**What needs to be done**
What follows is a set of records, each of which is to be written out exactly.

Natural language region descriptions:
*-*-*

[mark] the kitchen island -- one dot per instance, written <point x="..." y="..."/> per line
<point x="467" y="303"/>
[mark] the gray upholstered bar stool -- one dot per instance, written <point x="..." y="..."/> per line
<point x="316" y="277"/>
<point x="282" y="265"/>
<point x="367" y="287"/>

*-*-*

**Task solution**
[mark] the kitchen island -- one dot per instance, written <point x="..." y="..."/> per line
<point x="467" y="303"/>
[mark] the gray upholstered bar stool -- one dot per instance, written <point x="..." y="..."/> per line
<point x="316" y="277"/>
<point x="282" y="265"/>
<point x="367" y="287"/>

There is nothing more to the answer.